## GOAL OF THE EXERCISE
Copy out the data below, starting at its beginning and ending at the line that contains "xmin=113 ymin=0 xmax=450 ymax=96", with both ends included. Leave the pictures out of your answer.
BEGIN
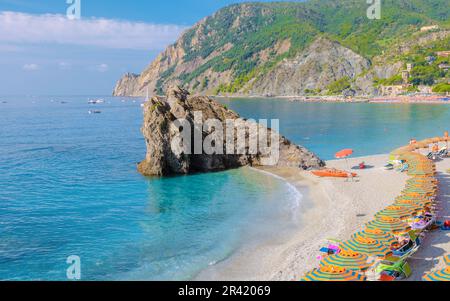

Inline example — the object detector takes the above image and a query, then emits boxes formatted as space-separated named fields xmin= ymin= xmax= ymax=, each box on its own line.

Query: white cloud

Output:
xmin=0 ymin=11 xmax=186 ymax=50
xmin=58 ymin=62 xmax=72 ymax=70
xmin=22 ymin=64 xmax=39 ymax=71
xmin=95 ymin=64 xmax=109 ymax=73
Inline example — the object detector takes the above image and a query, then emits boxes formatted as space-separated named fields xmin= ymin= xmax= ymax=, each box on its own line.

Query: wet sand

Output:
xmin=195 ymin=155 xmax=432 ymax=281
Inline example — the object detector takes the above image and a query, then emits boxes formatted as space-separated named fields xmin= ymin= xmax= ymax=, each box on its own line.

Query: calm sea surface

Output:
xmin=0 ymin=96 xmax=450 ymax=280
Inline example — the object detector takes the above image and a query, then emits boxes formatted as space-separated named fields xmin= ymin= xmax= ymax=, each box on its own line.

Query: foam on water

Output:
xmin=0 ymin=96 xmax=450 ymax=280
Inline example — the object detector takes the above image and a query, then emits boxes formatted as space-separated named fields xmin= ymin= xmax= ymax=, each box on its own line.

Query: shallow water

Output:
xmin=221 ymin=99 xmax=450 ymax=160
xmin=0 ymin=97 xmax=450 ymax=280
xmin=0 ymin=97 xmax=301 ymax=280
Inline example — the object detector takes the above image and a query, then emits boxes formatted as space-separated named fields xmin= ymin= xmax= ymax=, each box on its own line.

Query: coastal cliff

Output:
xmin=138 ymin=87 xmax=325 ymax=176
xmin=113 ymin=0 xmax=450 ymax=96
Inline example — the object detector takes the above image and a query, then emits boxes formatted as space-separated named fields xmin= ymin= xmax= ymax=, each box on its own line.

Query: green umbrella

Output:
xmin=352 ymin=229 xmax=398 ymax=246
xmin=422 ymin=266 xmax=450 ymax=281
xmin=339 ymin=237 xmax=391 ymax=257
xmin=444 ymin=255 xmax=450 ymax=265
xmin=320 ymin=250 xmax=373 ymax=271
xmin=375 ymin=206 xmax=414 ymax=219
xmin=366 ymin=216 xmax=411 ymax=234
xmin=302 ymin=266 xmax=367 ymax=281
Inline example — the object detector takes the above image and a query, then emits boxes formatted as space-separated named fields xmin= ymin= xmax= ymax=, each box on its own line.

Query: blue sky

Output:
xmin=0 ymin=0 xmax=284 ymax=95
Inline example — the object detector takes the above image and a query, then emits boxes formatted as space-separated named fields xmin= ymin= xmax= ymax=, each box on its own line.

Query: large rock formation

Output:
xmin=114 ymin=0 xmax=449 ymax=96
xmin=138 ymin=87 xmax=325 ymax=176
xmin=251 ymin=38 xmax=370 ymax=96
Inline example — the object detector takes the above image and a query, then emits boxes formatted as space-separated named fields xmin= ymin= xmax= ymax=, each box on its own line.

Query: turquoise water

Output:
xmin=0 ymin=97 xmax=299 ymax=280
xmin=0 ymin=97 xmax=450 ymax=280
xmin=221 ymin=99 xmax=450 ymax=160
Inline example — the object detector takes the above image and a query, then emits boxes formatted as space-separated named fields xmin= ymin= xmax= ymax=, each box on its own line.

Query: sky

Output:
xmin=0 ymin=0 xmax=284 ymax=95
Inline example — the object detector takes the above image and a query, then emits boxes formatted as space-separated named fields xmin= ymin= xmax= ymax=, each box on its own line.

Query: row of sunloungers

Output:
xmin=302 ymin=137 xmax=450 ymax=281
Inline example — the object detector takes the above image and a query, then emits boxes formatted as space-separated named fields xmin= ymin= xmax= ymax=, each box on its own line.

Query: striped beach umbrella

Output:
xmin=339 ymin=237 xmax=391 ymax=257
xmin=394 ymin=200 xmax=425 ymax=213
xmin=444 ymin=255 xmax=450 ymax=265
xmin=352 ymin=229 xmax=397 ymax=246
xmin=422 ymin=266 xmax=450 ymax=281
xmin=320 ymin=250 xmax=373 ymax=271
xmin=375 ymin=206 xmax=413 ymax=219
xmin=302 ymin=266 xmax=367 ymax=281
xmin=366 ymin=216 xmax=411 ymax=234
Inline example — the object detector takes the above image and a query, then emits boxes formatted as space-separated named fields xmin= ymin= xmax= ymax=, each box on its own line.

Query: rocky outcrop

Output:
xmin=250 ymin=38 xmax=370 ymax=96
xmin=138 ymin=87 xmax=325 ymax=176
xmin=113 ymin=73 xmax=140 ymax=96
xmin=113 ymin=0 xmax=448 ymax=96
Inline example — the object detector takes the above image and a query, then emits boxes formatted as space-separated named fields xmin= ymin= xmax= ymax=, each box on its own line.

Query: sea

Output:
xmin=0 ymin=96 xmax=450 ymax=281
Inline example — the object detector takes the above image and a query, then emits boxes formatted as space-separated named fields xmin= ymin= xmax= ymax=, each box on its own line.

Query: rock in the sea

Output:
xmin=138 ymin=87 xmax=325 ymax=176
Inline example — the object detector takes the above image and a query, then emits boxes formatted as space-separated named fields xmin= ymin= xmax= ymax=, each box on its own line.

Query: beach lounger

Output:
xmin=397 ymin=163 xmax=409 ymax=172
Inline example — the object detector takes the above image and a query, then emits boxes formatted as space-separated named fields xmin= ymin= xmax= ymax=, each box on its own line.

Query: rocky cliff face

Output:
xmin=114 ymin=0 xmax=450 ymax=96
xmin=138 ymin=88 xmax=325 ymax=176
xmin=250 ymin=38 xmax=370 ymax=96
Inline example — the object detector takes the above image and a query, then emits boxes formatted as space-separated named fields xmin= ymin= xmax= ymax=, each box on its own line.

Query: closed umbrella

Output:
xmin=366 ymin=216 xmax=411 ymax=234
xmin=375 ymin=206 xmax=413 ymax=219
xmin=444 ymin=255 xmax=450 ymax=265
xmin=352 ymin=229 xmax=397 ymax=246
xmin=422 ymin=267 xmax=450 ymax=281
xmin=339 ymin=237 xmax=391 ymax=257
xmin=302 ymin=266 xmax=367 ymax=281
xmin=320 ymin=250 xmax=373 ymax=271
xmin=334 ymin=148 xmax=353 ymax=180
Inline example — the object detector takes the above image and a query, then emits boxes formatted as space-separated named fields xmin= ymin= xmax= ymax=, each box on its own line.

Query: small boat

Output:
xmin=88 ymin=99 xmax=105 ymax=105
xmin=311 ymin=169 xmax=358 ymax=178
xmin=411 ymin=214 xmax=436 ymax=231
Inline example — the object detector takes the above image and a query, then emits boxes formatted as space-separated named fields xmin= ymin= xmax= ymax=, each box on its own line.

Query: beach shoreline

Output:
xmin=214 ymin=94 xmax=450 ymax=104
xmin=194 ymin=155 xmax=450 ymax=281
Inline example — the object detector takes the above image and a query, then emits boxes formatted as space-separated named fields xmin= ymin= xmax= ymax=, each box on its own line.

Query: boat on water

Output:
xmin=88 ymin=99 xmax=105 ymax=105
xmin=311 ymin=168 xmax=358 ymax=178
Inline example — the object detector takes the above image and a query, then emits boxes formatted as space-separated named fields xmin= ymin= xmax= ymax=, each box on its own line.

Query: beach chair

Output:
xmin=397 ymin=163 xmax=409 ymax=172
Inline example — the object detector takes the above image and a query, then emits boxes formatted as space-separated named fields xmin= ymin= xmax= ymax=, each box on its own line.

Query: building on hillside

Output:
xmin=425 ymin=55 xmax=436 ymax=65
xmin=420 ymin=25 xmax=439 ymax=32
xmin=438 ymin=64 xmax=450 ymax=71
xmin=406 ymin=63 xmax=414 ymax=73
xmin=436 ymin=50 xmax=450 ymax=57
xmin=417 ymin=85 xmax=433 ymax=94
xmin=380 ymin=84 xmax=411 ymax=96
xmin=402 ymin=70 xmax=409 ymax=85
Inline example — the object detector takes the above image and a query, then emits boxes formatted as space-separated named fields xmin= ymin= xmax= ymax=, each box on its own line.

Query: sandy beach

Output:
xmin=196 ymin=155 xmax=450 ymax=281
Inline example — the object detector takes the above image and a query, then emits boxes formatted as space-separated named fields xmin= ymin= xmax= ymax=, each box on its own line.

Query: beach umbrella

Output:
xmin=366 ymin=216 xmax=411 ymax=234
xmin=320 ymin=250 xmax=373 ymax=271
xmin=334 ymin=148 xmax=353 ymax=180
xmin=431 ymin=137 xmax=441 ymax=143
xmin=414 ymin=142 xmax=429 ymax=149
xmin=375 ymin=206 xmax=413 ymax=219
xmin=394 ymin=200 xmax=425 ymax=213
xmin=444 ymin=131 xmax=449 ymax=149
xmin=335 ymin=149 xmax=353 ymax=159
xmin=302 ymin=266 xmax=367 ymax=281
xmin=444 ymin=255 xmax=450 ymax=265
xmin=422 ymin=266 xmax=450 ymax=281
xmin=339 ymin=237 xmax=391 ymax=257
xmin=352 ymin=229 xmax=397 ymax=246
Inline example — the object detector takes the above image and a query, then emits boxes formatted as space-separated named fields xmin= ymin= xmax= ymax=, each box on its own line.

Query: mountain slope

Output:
xmin=114 ymin=0 xmax=450 ymax=96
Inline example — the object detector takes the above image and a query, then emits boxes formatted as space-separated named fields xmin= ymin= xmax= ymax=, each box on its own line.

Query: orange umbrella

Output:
xmin=335 ymin=149 xmax=353 ymax=159
xmin=335 ymin=148 xmax=353 ymax=181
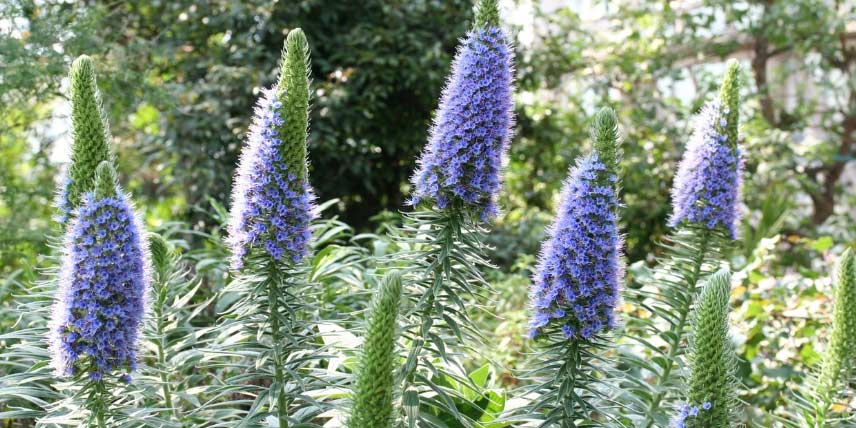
END
## RESPONSE TO THIS TASK
Inline example — the object detector takes the above image and a query, then emits boxes formatted as space-separated named fields xmin= ymin= xmax= ymax=, each box on its own line.

Query: white cloud

Output:
xmin=0 ymin=11 xmax=186 ymax=50
xmin=58 ymin=62 xmax=72 ymax=70
xmin=22 ymin=64 xmax=39 ymax=71
xmin=95 ymin=64 xmax=109 ymax=73
Inline example — the object detector takes the above image and a query, then emits boxes formatted as space-separated named fields xmin= ymin= xmax= ymax=, each box on its own line.

Query: wet sand

Output:
xmin=195 ymin=155 xmax=432 ymax=281
Inline example — the object detector takes the above image and a query, then emits boxes formatted as space-separated named fields xmin= ymin= xmax= ymax=, each box on its own line.

Query: calm sea surface

Output:
xmin=0 ymin=96 xmax=450 ymax=280
Inline example — the object detector takes the above image and a query, then emits boxes formatted as space-separated named fields xmin= ymin= xmax= ymax=, each box on its own line.

Query: foam on water

Output:
xmin=0 ymin=96 xmax=450 ymax=280
Inline example — the object detector takes the above image and a query, then emits boxes formatted as space-separated named fields xmin= ymin= xmax= ymax=, each box on its own line.

Query: shallow water

Output:
xmin=221 ymin=99 xmax=450 ymax=160
xmin=0 ymin=97 xmax=450 ymax=280
xmin=0 ymin=97 xmax=301 ymax=280
Inline example — the object detector takes the above image and a query, then emits boxes formatted as space-separated named fields xmin= ymin= xmax= ymax=, each box on its own line.

Query: coastal cliff

Output:
xmin=138 ymin=87 xmax=325 ymax=176
xmin=113 ymin=0 xmax=450 ymax=96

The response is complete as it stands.